## Request a
Express the location labeling rows below as a JSON list of strings with one string per line and no blank lines. Leave out the pictures.

## Passage given
◇ ◇ ◇ ◇ ◇ ◇ ◇

Columbia Gets a Lesson in Property Rights

 

The Wall Street Journal 

Columbia Gets a Lesson in Property Rights                                                                                               The university tried to invoke eminent domain to seize land.

By Julia Vitullo-Martin          January 1, 2010  11:13 PM

 

New York

Columbia University is one of New York's largest landowners, and perhaps the one with the most to gain from the state's power to seize private property. But in a surprise ruling in early December, a state court struck down the city's attempt to take private land in West Harlem and give it to the university. Now that case is becoming an important beachhead in the fight over eminent domain.....

...Nick Sprayregen, a 47-year-old businessman, says no. He owns Tuck-It-Away Self-Storage, which is located in a brick building inside the footprint of Columbia's project. The business was started by his father in 1980, and he intends to pass it along to his children. So he joined a lawsuit to keep his land. He claims that taking his property would violate the state's constitution....

◇ ◇ ◇ ◇ ◇ ◇ ◇

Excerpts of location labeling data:
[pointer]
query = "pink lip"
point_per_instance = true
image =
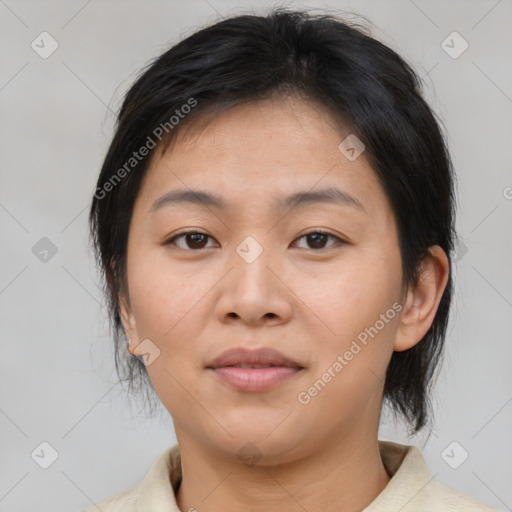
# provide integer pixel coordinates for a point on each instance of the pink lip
(255, 379)
(278, 368)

◇ ◇ ◇ ◇ ◇ ◇ ◇

## Request b
According to the article about Columbia and eminent domain, in what year was Tuck-It-Away Self-Storage started?

## Problem solution a
[
  "[pointer]",
  "query = \"pink lip\"",
  "point_per_instance = true",
  "image =",
  "# provide integer pixel coordinates for a point on each instance of the pink lip",
  "(255, 379)",
  "(278, 368)"
]

## Problem solution b
1980